It Is Not The IGP’s Duty To Appoint, Promote Police Officers – PSC

The Police Service Commission, led by Chairman, Mr Musiliu Smith has in a statement clarified and reminded the Inspector General of Police of its roles.

The PSC is planning to demote officers wrongly promoted by the Police IG and the Okiro-led PSC.

In a statement by the Commission, it listed out its many functions to the IGP, which include, but not limited to the appointment and promotion of Police officers.

While Inspector General of Police, Ibrahim Idris promoted some Police officers, with many complaining about what they’ve been made to go through, the PSC deemed it necessary to put the records straight.

ALEDEH in several reports has revealed the practise going on within the Police where the many officers and men have alleged that monies were paid by some to get promotion especially over and above their superiors who have “clean records”.  Many others who are due aren’t promoted as a result of their inability to provide the said amount of money.

Read the full PSC statement below;

For purpose of recapitulation, the letter expressed concerns over a number of issues inclusive in particular that:
(a) It is based on social and online newspaper reports as well as unconfirmed utterances of Personal Assistant to the Hon, Chairman PSC received via the rumour mills;
(b) The proposed demotion being discriminatory on account of the arbitrary selection of officers to be affected and the lack of power by the Commission to carry out a review except in the exercise of its disciplinary powers;
(c) Potential multiple litigations, and
(d) Your assertion that the Commission’s power of promotion is exercisable only on your recommendation.
The Commission wishes to put some records straight without unduly engaging in any avoidable dialogue with your office. It is strange as indicated in your letter under reference that the proposed exercise came to you as a rumour.

■ ENTRIES SUPPLIED ■

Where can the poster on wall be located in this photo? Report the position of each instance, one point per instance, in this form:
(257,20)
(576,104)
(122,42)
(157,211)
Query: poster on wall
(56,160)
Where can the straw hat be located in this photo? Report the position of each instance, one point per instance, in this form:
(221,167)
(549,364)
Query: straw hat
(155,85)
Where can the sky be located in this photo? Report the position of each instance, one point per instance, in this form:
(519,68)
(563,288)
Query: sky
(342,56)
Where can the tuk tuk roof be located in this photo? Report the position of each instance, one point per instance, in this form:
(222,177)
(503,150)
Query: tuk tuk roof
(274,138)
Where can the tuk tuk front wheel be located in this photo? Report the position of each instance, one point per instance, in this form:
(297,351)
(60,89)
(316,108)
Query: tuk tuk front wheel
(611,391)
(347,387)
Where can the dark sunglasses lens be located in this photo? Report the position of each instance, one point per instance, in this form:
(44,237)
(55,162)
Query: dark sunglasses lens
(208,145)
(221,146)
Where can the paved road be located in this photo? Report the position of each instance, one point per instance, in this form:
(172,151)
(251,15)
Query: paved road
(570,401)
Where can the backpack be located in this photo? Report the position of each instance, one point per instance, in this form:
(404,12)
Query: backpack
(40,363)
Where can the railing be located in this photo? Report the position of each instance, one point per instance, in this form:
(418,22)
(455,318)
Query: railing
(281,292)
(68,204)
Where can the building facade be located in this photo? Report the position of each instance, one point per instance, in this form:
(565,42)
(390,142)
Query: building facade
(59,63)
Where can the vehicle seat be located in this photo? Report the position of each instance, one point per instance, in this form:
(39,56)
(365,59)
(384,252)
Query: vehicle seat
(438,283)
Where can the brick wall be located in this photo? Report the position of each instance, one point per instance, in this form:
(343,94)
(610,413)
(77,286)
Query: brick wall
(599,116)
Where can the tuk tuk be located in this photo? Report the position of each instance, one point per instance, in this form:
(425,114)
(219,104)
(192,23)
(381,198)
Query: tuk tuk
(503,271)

■ TASKS AND EXERCISES ■
A: Please translate this sentence from the Police Service Commission article into Spanish: "The Commission wishes to put some records straight without unduly engaging in any avoidable dialogue with your office."
B: Rewrite the Police Service Commission article from the sentence that has "The Police Service", stopping after "of Police officers.". Change "demote" to "downgrade".

■ OUTPUTS BY TASK ■
A: La Comisión desea aclarar algunos datos sin entablar indebidamente ningún diálogo evitable con su despacho.

B:
The Police Service Commission, led by Chairman, Mr Musiliu Smith has in a statement clarified and reminded the Inspector General of Police of its roles.

The PSC is planning to downgrade officers wrongly promoted by the Police IG and the Okiro-led PSC.

In a statement by the Commission, it listed out its many functions to the IGP, which include, but not limited to the appointment and promotion of Police officers.